§ **TASK STATEMENT**
Transcribe the listing exactly, leaving out every picture.

§ **MATERIAL PROVIDED**
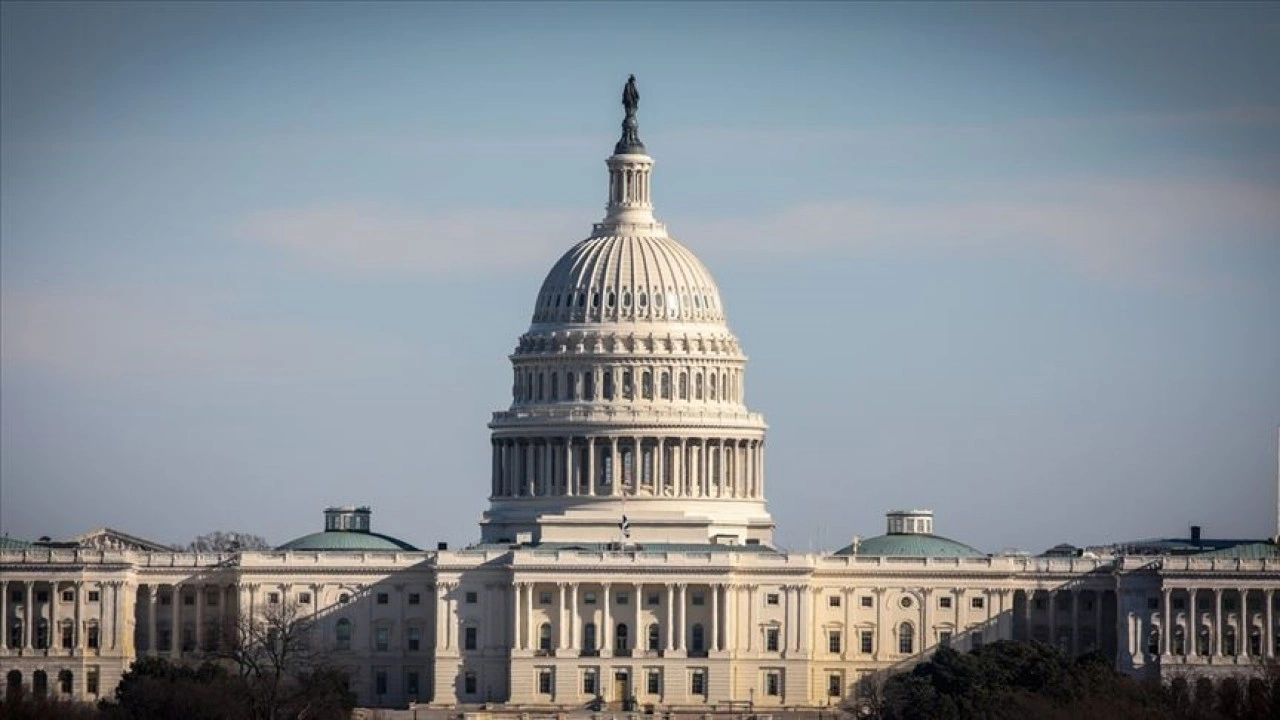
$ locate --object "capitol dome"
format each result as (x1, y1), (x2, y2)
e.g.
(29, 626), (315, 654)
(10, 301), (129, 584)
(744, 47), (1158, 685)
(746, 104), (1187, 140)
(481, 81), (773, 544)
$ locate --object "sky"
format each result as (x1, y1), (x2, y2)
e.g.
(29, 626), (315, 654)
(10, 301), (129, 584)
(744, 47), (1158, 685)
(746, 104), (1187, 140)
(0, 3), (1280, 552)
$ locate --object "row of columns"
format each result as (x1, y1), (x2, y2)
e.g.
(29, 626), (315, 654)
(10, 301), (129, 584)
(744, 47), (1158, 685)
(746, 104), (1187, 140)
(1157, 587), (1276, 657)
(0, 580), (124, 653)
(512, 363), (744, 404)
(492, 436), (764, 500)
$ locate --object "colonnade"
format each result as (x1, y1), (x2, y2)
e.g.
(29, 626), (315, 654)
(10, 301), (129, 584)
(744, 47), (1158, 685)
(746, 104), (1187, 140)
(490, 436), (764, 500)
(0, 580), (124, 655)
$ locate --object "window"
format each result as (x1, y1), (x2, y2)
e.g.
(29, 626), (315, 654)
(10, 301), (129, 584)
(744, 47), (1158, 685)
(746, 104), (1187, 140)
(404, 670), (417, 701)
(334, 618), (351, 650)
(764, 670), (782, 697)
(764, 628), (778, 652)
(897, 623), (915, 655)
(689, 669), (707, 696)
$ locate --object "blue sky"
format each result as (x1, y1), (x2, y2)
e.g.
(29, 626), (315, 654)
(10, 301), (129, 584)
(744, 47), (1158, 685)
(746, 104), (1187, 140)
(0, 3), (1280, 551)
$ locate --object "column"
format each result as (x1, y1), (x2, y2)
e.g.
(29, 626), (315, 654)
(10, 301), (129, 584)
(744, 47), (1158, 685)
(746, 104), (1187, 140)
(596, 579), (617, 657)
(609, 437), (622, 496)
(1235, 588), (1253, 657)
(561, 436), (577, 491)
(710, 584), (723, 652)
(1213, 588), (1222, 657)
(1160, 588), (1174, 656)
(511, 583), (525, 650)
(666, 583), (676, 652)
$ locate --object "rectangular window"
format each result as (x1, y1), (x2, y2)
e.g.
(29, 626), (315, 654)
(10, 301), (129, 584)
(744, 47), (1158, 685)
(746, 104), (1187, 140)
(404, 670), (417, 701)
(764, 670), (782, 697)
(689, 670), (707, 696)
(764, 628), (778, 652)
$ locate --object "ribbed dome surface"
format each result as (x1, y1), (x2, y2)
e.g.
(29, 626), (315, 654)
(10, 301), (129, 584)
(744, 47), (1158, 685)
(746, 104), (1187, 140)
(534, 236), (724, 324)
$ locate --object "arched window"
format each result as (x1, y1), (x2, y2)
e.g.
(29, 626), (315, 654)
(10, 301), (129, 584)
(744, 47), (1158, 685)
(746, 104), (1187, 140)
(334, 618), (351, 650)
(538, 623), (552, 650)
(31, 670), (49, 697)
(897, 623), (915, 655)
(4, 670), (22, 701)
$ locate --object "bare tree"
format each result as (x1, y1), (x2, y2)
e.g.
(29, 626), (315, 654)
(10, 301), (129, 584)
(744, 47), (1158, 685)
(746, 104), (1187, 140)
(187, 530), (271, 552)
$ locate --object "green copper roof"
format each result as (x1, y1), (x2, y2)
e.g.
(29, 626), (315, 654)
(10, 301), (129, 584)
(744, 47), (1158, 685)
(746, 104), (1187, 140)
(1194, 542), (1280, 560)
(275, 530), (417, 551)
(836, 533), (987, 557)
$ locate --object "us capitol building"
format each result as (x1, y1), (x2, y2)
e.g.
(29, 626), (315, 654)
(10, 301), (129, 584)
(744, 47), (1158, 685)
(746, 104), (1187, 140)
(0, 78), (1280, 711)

§ **ANSWER FOR THIS EXERCISE**
$ locate --object "capitol dome"
format each result as (x1, y1), (x2, y2)
e.g.
(29, 626), (315, 654)
(10, 301), (129, 584)
(744, 47), (1158, 685)
(746, 104), (1187, 140)
(481, 81), (773, 544)
$ locate --object "sky"
format each result as (x1, y1), (x2, y2)
e.g.
(29, 626), (315, 654)
(10, 301), (129, 584)
(744, 47), (1158, 685)
(746, 104), (1187, 140)
(0, 3), (1280, 552)
$ locate --object "row of columns"
format each result as (x1, y1), (x2, y2)
e.g.
(29, 626), (315, 654)
(10, 301), (129, 584)
(744, 47), (1158, 685)
(746, 104), (1187, 140)
(1157, 587), (1276, 657)
(0, 580), (124, 653)
(512, 363), (744, 404)
(492, 436), (764, 500)
$ locate --object "colonnade"
format each result as (x1, y1), (x2, y2)
e.g.
(29, 626), (315, 654)
(10, 301), (129, 584)
(744, 47), (1158, 685)
(746, 104), (1187, 140)
(490, 436), (764, 500)
(0, 580), (124, 655)
$ locate --object "window"
format each result as (x1, y1), (x2, y2)
e.g.
(29, 626), (315, 654)
(10, 301), (129, 584)
(744, 47), (1158, 685)
(746, 104), (1187, 140)
(404, 670), (417, 701)
(334, 618), (351, 650)
(764, 670), (782, 697)
(764, 628), (778, 652)
(897, 623), (915, 655)
(689, 669), (707, 696)
$ locate --object "blue sky"
format each result as (x1, y1), (x2, y2)
e.g.
(29, 626), (315, 654)
(10, 301), (129, 584)
(744, 47), (1158, 685)
(746, 104), (1187, 140)
(0, 3), (1280, 551)
$ locate --object "column"
format each result as (x1, y1), (x2, y2)
e.g.
(29, 626), (315, 654)
(10, 301), (129, 584)
(744, 47), (1158, 685)
(746, 104), (1187, 140)
(596, 579), (617, 657)
(609, 437), (622, 496)
(1235, 588), (1253, 657)
(561, 436), (577, 491)
(710, 584), (723, 652)
(1213, 588), (1222, 657)
(1160, 588), (1174, 656)
(511, 583), (525, 650)
(666, 583), (676, 652)
$ locate --object "rectangular window"
format each result as (x1, y1), (x2, y2)
e.g.
(29, 626), (315, 654)
(10, 301), (129, 584)
(744, 47), (1158, 685)
(746, 104), (1187, 140)
(404, 670), (417, 701)
(764, 670), (782, 697)
(689, 670), (707, 696)
(764, 628), (778, 652)
$ locate --object "ribbed dome surface"
format each result as (x1, y1), (x2, y2)
e.g.
(29, 626), (315, 654)
(10, 301), (129, 584)
(744, 47), (1158, 685)
(746, 104), (1187, 140)
(534, 236), (724, 324)
$ locate --object "arched window"
format each result as (x1, y1), (x2, y2)
e.g.
(29, 626), (315, 654)
(10, 301), (129, 584)
(744, 47), (1158, 685)
(746, 104), (1187, 140)
(334, 618), (351, 650)
(538, 623), (552, 650)
(31, 670), (49, 697)
(897, 623), (915, 655)
(4, 670), (22, 701)
$ locate --object "bare tree"
format each result as (x1, y1), (x2, y2)
e.g.
(29, 626), (315, 654)
(10, 301), (129, 584)
(744, 47), (1158, 685)
(746, 104), (1187, 140)
(187, 530), (271, 552)
$ locate --object "green copper roof"
format each result as (x1, y1), (x2, y2)
e.g.
(29, 626), (315, 654)
(10, 301), (129, 584)
(744, 47), (1158, 685)
(746, 104), (1187, 140)
(1194, 542), (1280, 560)
(275, 530), (417, 551)
(836, 533), (987, 557)
$ locate --object "us capitol building"
format each result as (x1, y1), (x2, y2)
e.g.
(29, 626), (315, 654)
(10, 301), (129, 584)
(744, 47), (1158, 685)
(746, 104), (1187, 140)
(0, 78), (1280, 711)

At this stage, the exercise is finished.